_STORED DATA_.
_ _ _ _
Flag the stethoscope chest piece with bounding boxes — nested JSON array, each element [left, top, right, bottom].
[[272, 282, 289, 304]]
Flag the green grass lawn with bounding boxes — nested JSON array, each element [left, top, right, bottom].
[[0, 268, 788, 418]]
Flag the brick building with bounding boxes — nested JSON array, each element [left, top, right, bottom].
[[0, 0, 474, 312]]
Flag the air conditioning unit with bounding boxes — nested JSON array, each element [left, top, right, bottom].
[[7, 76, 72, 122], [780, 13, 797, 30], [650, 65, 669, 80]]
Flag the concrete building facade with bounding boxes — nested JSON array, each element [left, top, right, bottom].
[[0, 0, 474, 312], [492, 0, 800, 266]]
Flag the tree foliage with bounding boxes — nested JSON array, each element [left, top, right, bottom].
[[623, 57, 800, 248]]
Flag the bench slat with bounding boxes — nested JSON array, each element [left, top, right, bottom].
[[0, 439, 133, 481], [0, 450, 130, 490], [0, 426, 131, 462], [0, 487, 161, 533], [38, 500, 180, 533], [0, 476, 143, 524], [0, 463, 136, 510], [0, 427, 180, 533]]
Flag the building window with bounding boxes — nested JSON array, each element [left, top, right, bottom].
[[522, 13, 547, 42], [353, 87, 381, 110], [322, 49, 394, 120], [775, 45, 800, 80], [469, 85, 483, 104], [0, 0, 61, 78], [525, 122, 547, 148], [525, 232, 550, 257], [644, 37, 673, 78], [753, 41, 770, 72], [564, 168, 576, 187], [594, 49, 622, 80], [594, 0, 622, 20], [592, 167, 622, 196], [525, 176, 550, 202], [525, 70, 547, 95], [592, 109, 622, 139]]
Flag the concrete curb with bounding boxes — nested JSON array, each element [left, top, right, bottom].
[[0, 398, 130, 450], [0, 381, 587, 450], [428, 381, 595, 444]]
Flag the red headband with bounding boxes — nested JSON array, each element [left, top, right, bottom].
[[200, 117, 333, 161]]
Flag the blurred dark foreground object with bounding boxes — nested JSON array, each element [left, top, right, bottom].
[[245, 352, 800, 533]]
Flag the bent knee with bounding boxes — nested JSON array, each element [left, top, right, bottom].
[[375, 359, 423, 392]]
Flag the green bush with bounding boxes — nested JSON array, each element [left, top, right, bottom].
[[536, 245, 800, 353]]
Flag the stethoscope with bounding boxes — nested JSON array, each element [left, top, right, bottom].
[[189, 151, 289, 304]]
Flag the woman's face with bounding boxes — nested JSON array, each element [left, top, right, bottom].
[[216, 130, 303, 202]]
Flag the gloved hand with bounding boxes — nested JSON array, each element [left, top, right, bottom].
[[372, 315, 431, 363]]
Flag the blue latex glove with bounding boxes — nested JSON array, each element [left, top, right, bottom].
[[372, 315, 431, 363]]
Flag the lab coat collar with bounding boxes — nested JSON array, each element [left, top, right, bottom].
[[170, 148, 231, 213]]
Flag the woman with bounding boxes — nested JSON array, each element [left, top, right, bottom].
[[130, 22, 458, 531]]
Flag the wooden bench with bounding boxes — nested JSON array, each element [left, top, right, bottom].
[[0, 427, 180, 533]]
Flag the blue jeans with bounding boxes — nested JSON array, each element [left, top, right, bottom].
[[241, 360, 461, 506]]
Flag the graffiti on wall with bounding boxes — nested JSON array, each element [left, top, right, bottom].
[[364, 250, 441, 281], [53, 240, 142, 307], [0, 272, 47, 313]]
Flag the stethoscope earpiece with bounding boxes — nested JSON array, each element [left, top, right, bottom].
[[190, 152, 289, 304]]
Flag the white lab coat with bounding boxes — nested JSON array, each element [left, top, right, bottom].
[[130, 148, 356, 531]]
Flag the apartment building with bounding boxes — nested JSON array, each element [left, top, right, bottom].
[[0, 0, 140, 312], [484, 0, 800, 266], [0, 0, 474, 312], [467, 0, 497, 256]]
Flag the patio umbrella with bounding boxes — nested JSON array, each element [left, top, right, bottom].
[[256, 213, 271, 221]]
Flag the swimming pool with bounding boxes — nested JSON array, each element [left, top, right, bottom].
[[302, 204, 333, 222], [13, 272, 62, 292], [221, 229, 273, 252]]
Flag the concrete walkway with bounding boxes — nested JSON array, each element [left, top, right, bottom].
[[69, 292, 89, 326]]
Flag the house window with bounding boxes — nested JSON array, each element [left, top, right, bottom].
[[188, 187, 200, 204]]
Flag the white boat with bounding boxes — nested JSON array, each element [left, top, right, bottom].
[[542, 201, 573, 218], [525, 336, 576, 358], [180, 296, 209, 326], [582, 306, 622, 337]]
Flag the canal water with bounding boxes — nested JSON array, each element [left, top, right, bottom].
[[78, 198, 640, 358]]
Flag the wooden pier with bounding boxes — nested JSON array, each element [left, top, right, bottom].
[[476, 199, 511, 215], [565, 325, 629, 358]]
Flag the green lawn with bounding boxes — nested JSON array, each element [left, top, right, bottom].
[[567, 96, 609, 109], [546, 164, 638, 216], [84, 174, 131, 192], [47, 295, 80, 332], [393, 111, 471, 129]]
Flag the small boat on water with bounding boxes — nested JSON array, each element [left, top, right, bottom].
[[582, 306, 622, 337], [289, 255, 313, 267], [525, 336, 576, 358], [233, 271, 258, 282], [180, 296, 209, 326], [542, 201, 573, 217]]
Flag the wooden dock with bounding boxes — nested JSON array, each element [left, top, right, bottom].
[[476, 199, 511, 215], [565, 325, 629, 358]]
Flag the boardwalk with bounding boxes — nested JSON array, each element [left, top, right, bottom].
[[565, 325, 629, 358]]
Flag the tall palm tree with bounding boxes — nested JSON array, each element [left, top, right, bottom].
_ _ _ _
_REQUIREMENTS_.
Extract all of the lines above verbatim, with no character altered.

_PROBLEM SOLUTION_.
Flag the stethoscope chest piece with bounding boxes — nested JSON array, each element [left, top, right, bottom].
[[272, 282, 289, 304]]
Flag the green grass lawn with bounding boxes — nested JSON array, each element [left, top, right, bottom].
[[0, 268, 788, 418]]
Flag the brick building with bounding boxes — nested JSON array, each element [left, top, right, bottom].
[[0, 0, 474, 312]]
Flag the air conditioning unit with bounding boxes — nested JSON array, each element [left, top, right, bottom].
[[7, 76, 72, 122], [780, 13, 797, 30], [650, 65, 669, 80]]
Flag the concrete building facade with bounding boxes — nested JSON array, each element [left, top, right, bottom].
[[0, 0, 474, 312], [492, 0, 800, 266]]
Flag the tree foliage with bounding boxes — nested JSON array, each element [left, top, right, bottom].
[[623, 57, 800, 248]]
Flag the bench slat with bounding boxes — nested JSON array, each element [left, top, right, bottom].
[[0, 439, 133, 481], [0, 450, 130, 490], [0, 426, 131, 462], [0, 487, 161, 533], [38, 500, 180, 533], [0, 476, 143, 524], [0, 463, 136, 510], [0, 427, 180, 533]]
Flag the building window with bounding boxes — nested JSON array, each element [left, top, right, bottom].
[[522, 13, 547, 42], [353, 87, 381, 110], [322, 49, 394, 120], [775, 45, 800, 80], [469, 85, 483, 104], [0, 0, 61, 78], [525, 122, 547, 148], [525, 232, 550, 257], [644, 37, 673, 78], [753, 41, 770, 72], [564, 168, 576, 187], [594, 49, 622, 80], [594, 0, 622, 20], [592, 167, 622, 196], [525, 176, 550, 202], [525, 70, 547, 95], [592, 109, 622, 139]]
Flag the concrete curb with bounding boxes — nested JSON array, each element [left, top, right, bottom].
[[0, 398, 130, 450], [0, 381, 587, 450], [428, 381, 595, 444]]
Flag the red headband with bounding boxes — nested JSON array, each element [left, top, right, bottom].
[[200, 117, 333, 161]]
Flag the blurred dark foreground object with bounding boxes — nested JSON array, each element [left, top, right, bottom].
[[245, 352, 800, 533]]
Flag the bent knee with bounding boxes — nested JSON array, each element [left, top, right, bottom].
[[375, 359, 423, 392]]
Flag the green bush with bounding boxes — nested JSON array, each element [left, top, right, bottom].
[[536, 245, 800, 353]]
Flag the stethoscope with bounding boxes — nested JSON array, each element [left, top, right, bottom].
[[189, 151, 289, 304]]
Flag the woman's face with bounding boxes — nested JSON array, each element [left, top, right, bottom].
[[216, 130, 303, 202]]
Flag the gloved hand with bounding boxes — nested JSON array, each element [left, top, right, bottom].
[[372, 315, 431, 363]]
Flag the blue latex glove with bounding boxes — nested JSON array, each element [left, top, right, bottom].
[[372, 315, 431, 363]]
Flag the lab coat collar with bounding boxes — nested JSON array, each element [left, top, right, bottom].
[[170, 148, 231, 213]]
Flag the woman with bounding boxes — nested JSON array, each element [left, top, right, bottom].
[[130, 22, 458, 531]]
Flag the wooden bench with bounding boxes — nested JSON array, each element [left, top, right, bottom].
[[0, 427, 180, 533]]
Flag the blue jeans with bounding boxes — nested JSON array, each element [left, top, right, bottom].
[[241, 360, 461, 506]]
Flag the graffiti on wall with bounding boxes — nested JSON array, each element [left, top, right, bottom].
[[364, 250, 441, 281], [53, 240, 142, 307], [0, 272, 47, 313]]
Flag the stethoscope earpiece with bounding boxes — nested JSON array, each element [left, top, right, bottom].
[[190, 152, 289, 304]]
Flag the white lab coat with bounding boxes — nested JSON array, each element [left, top, right, bottom].
[[130, 148, 356, 531]]
Flag the apartment building with bounding boxes — nested JSON array, each element [left, top, right, bottom].
[[0, 0, 140, 312], [484, 0, 800, 266], [0, 0, 474, 312], [467, 0, 497, 256]]
Flag the patio umbrella with bounding boxes — nested JSON array, each element [left, top, right, bottom].
[[256, 213, 271, 221]]
Flag the swimming pool with bounding boxes — nested JSON array, each element [left, top, right, bottom].
[[302, 204, 333, 222], [13, 272, 62, 292], [221, 229, 273, 252]]
Flag the concrete walkway with bounding boxes — nested JSON array, each element [left, top, right, bottom].
[[69, 292, 89, 326]]
Flag the house window with bounding boxes — nested JSON array, each element [left, top, right, bottom].
[[188, 187, 200, 204]]
Flag the white boat with bounding boxes — nested JSON array, each element [left, top, right, bottom].
[[542, 201, 573, 218], [525, 336, 576, 358], [180, 296, 209, 326], [582, 306, 622, 337]]
Flag the canal water with bounding boxes — nested JSON array, each element [left, top, right, bottom].
[[78, 198, 640, 358]]
Flag the wooden pier with bounding boxes — nested JSON array, each element [left, top, right, bottom].
[[476, 199, 511, 215], [565, 325, 629, 358]]
Flag the green lawn with bounding boxes — nested JSON array, each element [left, top, right, bottom].
[[567, 96, 609, 109], [546, 164, 638, 216], [84, 174, 131, 192], [47, 295, 80, 332], [393, 111, 471, 129]]
Flag the small boat on water with bounding boxes — nested JSON array, each element [left, top, right, bottom].
[[582, 306, 622, 337], [289, 255, 313, 267], [525, 336, 576, 358], [233, 271, 258, 282], [180, 296, 209, 326], [542, 201, 573, 217]]
Flag the wooden dock with bounding boxes — nested JSON array, each element [left, top, right, bottom].
[[476, 199, 511, 215], [565, 325, 629, 358]]
Flag the boardwalk with bounding boxes — nested JSON array, each element [left, top, right, bottom].
[[565, 325, 629, 358]]
Flag the tall palm tree with bounding boxes — nested JSON array, each element [left, top, right, bottom].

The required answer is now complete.